### SET EXERCISE
Arrange every line of the items below as a Markdown table with the columns No. and Line, numbering the rows in order and omitting blank lines.

### THE RECORDS

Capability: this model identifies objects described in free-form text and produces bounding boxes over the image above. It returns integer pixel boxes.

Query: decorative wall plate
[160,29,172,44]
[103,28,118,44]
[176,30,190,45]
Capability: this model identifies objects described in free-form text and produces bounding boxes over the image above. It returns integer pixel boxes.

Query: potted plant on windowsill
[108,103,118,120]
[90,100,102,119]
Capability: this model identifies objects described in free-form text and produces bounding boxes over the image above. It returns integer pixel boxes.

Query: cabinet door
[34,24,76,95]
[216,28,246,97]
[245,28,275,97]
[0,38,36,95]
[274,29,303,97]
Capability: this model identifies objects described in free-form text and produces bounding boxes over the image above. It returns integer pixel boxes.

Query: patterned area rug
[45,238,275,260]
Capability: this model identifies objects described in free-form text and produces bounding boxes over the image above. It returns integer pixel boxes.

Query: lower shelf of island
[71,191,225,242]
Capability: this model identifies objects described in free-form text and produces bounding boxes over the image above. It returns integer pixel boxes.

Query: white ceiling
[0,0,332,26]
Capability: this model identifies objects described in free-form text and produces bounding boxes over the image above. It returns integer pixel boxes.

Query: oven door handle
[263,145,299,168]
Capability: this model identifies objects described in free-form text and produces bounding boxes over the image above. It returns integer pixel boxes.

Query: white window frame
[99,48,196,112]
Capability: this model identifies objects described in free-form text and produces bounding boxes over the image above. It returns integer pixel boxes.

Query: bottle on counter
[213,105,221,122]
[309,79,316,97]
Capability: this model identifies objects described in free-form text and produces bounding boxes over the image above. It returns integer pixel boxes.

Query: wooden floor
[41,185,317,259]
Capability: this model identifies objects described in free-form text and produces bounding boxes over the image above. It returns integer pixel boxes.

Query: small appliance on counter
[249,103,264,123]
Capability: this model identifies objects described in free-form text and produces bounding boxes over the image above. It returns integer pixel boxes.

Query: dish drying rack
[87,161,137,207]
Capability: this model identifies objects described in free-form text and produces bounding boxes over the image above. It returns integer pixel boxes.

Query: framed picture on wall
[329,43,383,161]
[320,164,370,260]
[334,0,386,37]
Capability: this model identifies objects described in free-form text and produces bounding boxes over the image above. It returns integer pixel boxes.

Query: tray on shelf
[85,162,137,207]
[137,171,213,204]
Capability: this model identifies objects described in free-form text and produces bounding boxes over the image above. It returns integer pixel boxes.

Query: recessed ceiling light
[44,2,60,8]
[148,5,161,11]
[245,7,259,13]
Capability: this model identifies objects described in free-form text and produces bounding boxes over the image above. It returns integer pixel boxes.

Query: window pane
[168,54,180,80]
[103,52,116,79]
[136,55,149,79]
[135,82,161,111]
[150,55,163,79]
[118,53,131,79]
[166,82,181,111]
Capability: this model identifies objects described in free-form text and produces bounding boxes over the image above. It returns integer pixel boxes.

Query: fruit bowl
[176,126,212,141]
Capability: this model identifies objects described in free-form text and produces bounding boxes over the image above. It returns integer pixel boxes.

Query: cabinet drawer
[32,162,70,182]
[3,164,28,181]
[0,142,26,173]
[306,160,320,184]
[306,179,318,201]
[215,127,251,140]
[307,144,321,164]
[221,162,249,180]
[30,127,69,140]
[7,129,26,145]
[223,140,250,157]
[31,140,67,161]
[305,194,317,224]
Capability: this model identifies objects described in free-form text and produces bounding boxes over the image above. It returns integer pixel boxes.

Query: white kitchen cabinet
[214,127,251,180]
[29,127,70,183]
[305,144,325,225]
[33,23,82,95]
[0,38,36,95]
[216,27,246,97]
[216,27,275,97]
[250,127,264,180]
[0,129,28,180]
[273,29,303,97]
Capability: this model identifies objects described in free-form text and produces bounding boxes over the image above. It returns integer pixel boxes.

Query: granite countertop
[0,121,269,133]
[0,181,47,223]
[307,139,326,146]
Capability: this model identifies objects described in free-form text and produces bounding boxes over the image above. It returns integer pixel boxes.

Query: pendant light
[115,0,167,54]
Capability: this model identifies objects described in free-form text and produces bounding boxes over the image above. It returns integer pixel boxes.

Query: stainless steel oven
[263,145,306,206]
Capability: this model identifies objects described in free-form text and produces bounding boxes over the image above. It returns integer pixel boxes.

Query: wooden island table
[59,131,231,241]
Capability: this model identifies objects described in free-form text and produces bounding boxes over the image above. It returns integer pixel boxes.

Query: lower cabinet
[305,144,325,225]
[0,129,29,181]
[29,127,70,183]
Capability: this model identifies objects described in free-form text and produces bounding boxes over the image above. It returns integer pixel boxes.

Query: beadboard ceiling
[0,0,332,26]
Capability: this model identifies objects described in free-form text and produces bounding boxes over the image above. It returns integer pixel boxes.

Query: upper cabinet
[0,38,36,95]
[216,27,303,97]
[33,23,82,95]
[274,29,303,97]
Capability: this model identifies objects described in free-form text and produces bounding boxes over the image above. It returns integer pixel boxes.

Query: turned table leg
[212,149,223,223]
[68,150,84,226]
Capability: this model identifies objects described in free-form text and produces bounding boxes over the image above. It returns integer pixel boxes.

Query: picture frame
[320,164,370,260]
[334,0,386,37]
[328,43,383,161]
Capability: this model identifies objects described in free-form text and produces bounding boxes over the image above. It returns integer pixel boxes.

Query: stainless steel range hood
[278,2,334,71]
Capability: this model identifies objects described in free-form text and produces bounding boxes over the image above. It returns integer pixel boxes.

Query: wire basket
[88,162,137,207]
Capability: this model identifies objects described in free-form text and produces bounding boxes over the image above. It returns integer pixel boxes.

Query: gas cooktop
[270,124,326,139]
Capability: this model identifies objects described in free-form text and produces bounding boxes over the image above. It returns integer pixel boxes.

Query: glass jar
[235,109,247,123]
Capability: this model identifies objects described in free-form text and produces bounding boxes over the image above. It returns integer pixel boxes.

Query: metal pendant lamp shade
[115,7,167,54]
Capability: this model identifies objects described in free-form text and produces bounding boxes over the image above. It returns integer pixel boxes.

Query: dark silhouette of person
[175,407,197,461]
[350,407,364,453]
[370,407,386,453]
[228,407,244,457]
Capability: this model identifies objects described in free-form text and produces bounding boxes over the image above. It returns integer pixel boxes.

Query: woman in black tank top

### CORRECT ANSWER
| No. | Line |
|---|---|
| 1 | Capability: this model identifies objects described in free-form text and produces bounding boxes over the image above. It returns integer pixel boxes. |
| 2 | Query: decorative wall plate |
| 3 | [160,29,172,44] |
| 4 | [103,28,118,44] |
| 5 | [176,30,190,45] |
| 6 | Capability: this model identifies objects described in free-form text and produces bounding boxes over the image above. It returns integer pixel boxes. |
| 7 | Query: potted plant on windowsill |
| 8 | [108,103,118,120] |
| 9 | [90,100,102,119] |
| 10 | Capability: this model identifies objects described in free-form text and produces bounding boxes over the image above. It returns integer pixel boxes. |
| 11 | Query: cabinet door |
| 12 | [34,24,76,95] |
| 13 | [216,28,246,97] |
| 14 | [245,28,275,97] |
| 15 | [0,38,36,95] |
| 16 | [274,29,303,97] |
| 17 | Capability: this model identifies objects described in free-form text and produces bounding boxes over the image above. It returns integer pixel boxes. |
| 18 | Query: patterned area rug |
| 19 | [45,238,275,260] |
| 20 | Capability: this model identifies objects described in free-form text and produces bounding boxes over the image above. It returns integer pixel boxes. |
| 21 | Query: lower shelf of island |
| 22 | [71,191,225,242] |
| 23 | Capability: this model identifies objects described in free-form text and produces bounding boxes over the image above. It returns integer pixel boxes. |
| 24 | Query: white ceiling |
| 25 | [0,0,332,26] |
| 26 | Capability: this model identifies objects described in free-form text and produces bounding boxes over the image above. It returns integer pixel boxes. |
| 27 | Query: oven door handle |
| 28 | [263,145,299,168] |
| 29 | Capability: this model identifies objects described in free-form text and produces bounding boxes over the image above. It returns integer pixel boxes. |
| 30 | Query: white window frame |
| 31 | [99,48,196,112] |
| 32 | Capability: this model identifies objects described in free-form text and produces bounding boxes over the image above. It returns integer pixel boxes. |
| 33 | Query: bottle on counter |
| 34 | [213,105,221,122] |
| 35 | [309,79,316,97] |
| 36 | Capability: this model identifies objects described in free-form text and produces bounding boxes over the image above. It returns integer pixel boxes. |
| 37 | Query: wooden floor |
| 38 | [41,185,317,259] |
| 39 | Capability: this model identifies objects described in free-form text and produces bounding boxes over the image above. It returns integer pixel boxes. |
| 40 | Query: small appliance on counter |
| 41 | [249,103,264,123] |
| 42 | Capability: this model identifies objects described in free-form text and produces bounding boxes over the image above. It returns integer pixel boxes. |
| 43 | Query: dish drying rack |
| 44 | [87,161,137,207] |
| 45 | Capability: this model identifies objects described in free-form text and produces bounding boxes over the image above. It returns integer pixel boxes. |
| 46 | Query: framed picture on wall |
| 47 | [329,43,383,161] |
| 48 | [320,164,370,260] |
| 49 | [334,0,386,37] |
| 50 | Capability: this model identifies objects described in free-form text and produces bounding boxes over the image above. It returns integer pixel boxes. |
| 51 | Query: tray on shelf |
| 52 | [85,162,137,207] |
| 53 | [137,171,213,204] |
| 54 | Capability: this model identifies objects described in free-form text and produces bounding boxes over the image above. It returns integer pixel boxes. |
| 55 | Query: recessed ceiling light |
| 56 | [44,2,60,8] |
| 57 | [148,5,161,11] |
| 58 | [245,7,259,13] |
| 59 | Capability: this model identifies objects described in free-form text and produces bounding boxes over the image above. It returns integer pixel boxes. |
| 60 | Query: window pane |
| 61 | [168,54,180,80] |
| 62 | [103,52,116,79] |
| 63 | [136,55,149,79] |
| 64 | [135,82,161,111] |
| 65 | [150,55,163,79] |
| 66 | [118,53,131,79] |
| 67 | [166,82,181,111] |
| 68 | Capability: this model identifies objects described in free-form text and produces bounding boxes over the image above. It returns integer pixel boxes. |
| 69 | Query: fruit bowl |
| 70 | [176,126,212,141] |
| 71 | Capability: this model identifies objects described in free-form text and produces bounding boxes over the image above. It returns integer pixel boxes. |
| 72 | Query: cabinet drawer |
| 73 | [32,162,70,182] |
| 74 | [3,164,28,181] |
| 75 | [0,142,26,173] |
| 76 | [306,160,320,184] |
| 77 | [306,179,318,201] |
| 78 | [215,127,251,140] |
| 79 | [307,144,321,164] |
| 80 | [221,162,249,180] |
| 81 | [30,127,69,140] |
| 82 | [7,129,26,145] |
| 83 | [223,140,250,157] |
| 84 | [31,140,67,161] |
| 85 | [305,194,317,224] |
| 86 | Capability: this model identifies objects described in free-form text and produces bounding boxes over the image above. It returns integer pixel boxes. |
| 87 | Query: white kitchen cabinet |
| 88 | [214,127,251,180] |
| 89 | [29,127,70,183] |
| 90 | [305,144,325,225] |
| 91 | [33,23,82,95] |
| 92 | [0,38,36,95] |
| 93 | [216,27,246,97] |
| 94 | [216,27,275,97] |
| 95 | [250,127,264,180] |
| 96 | [0,129,28,180] |
| 97 | [273,29,303,97] |
| 98 | Capability: this model identifies objects described in free-form text and produces bounding boxes over the image above. It returns integer pixel boxes. |
| 99 | Query: granite countertop |
| 100 | [0,121,269,133] |
| 101 | [0,181,47,223] |
| 102 | [307,139,326,146] |
| 103 | Capability: this model identifies objects described in free-form text and produces bounding boxes over the image above. It returns integer pixel boxes. |
| 104 | Query: pendant light |
| 105 | [115,0,167,54] |
| 106 | Capability: this model identifies objects described in free-form text and produces bounding boxes over the image above. It returns integer pixel boxes. |
| 107 | Query: stainless steel oven |
| 108 | [263,145,306,206] |
| 109 | Capability: this model identifies objects described in free-form text and produces bounding boxes over the image above. It returns integer pixel boxes. |
| 110 | Query: wooden island table |
| 111 | [59,131,231,241] |
| 112 | Capability: this model identifies objects described in free-form text and produces bounding boxes over the image above. It returns integer pixel boxes. |
| 113 | Query: lower cabinet |
| 114 | [305,144,325,225] |
| 115 | [0,129,29,181] |
| 116 | [29,127,70,183] |
| 117 | Capability: this model identifies objects described in free-form text and produces bounding boxes over the image above. It returns integer pixel boxes. |
| 118 | Query: beadboard ceiling |
| 119 | [0,0,332,26] |
| 120 | Capability: this model identifies objects described in free-form text and produces bounding boxes over the image above. It returns integer pixel boxes. |
| 121 | Query: upper cabinet |
| 122 | [0,38,36,95] |
| 123 | [216,27,303,97] |
| 124 | [33,23,82,95] |
| 125 | [274,29,303,97] |
| 126 | Capability: this model identifies objects described in free-form text and produces bounding boxes over the image above. It returns integer pixel boxes. |
| 127 | Query: turned table leg |
| 128 | [212,149,223,223] |
| 129 | [68,150,84,226] |
| 130 | Capability: this model identifies objects described in free-form text and produces bounding boxes over the image above. It returns integer pixel boxes. |
| 131 | Query: picture frame |
| 132 | [320,164,370,260] |
| 133 | [334,0,386,37] |
| 134 | [328,43,383,161] |
| 135 | Capability: this model identifies objects described in free-form text and produces bounding boxes over the image above. It returns integer pixel boxes. |
| 136 | Query: stainless steel range hood |
| 137 | [278,2,334,71] |
| 138 | Capability: this model identifies objects described in free-form text and produces bounding boxes over the image above. It returns integer pixel boxes. |
| 139 | Query: wire basket |
| 140 | [88,162,137,207] |
| 141 | Capability: this model identifies objects described in free-form text and produces bounding boxes over the image above. It returns integer pixel boxes. |
| 142 | Query: gas cooktop |
| 143 | [270,124,326,139] |
| 144 | Capability: this model identifies objects described in free-form text and produces bounding boxes over the image above. It returns integer pixel boxes. |
| 145 | Query: glass jar |
| 146 | [235,109,247,123] |
| 147 | Capability: this model identifies objects described in free-form text and produces bounding boxes over the image above. It returns integer pixel boxes. |
| 148 | Query: metal pendant lamp shade |
| 149 | [115,7,167,54] |
| 150 | Capability: this model identifies objects described in free-form text and produces bounding boxes over the image above. It returns integer pixel boxes. |
| 151 | Query: dark silhouette of person |
| 152 | [175,407,197,461] |
| 153 | [350,407,364,453] |
| 154 | [370,407,386,453] |
| 155 | [228,407,244,457] |
| 156 | Capability: this model identifies objects described in free-form text and produces bounding boxes over the image above. It returns integer pixel boxes. |
| 157 | Query: woman in black tank top |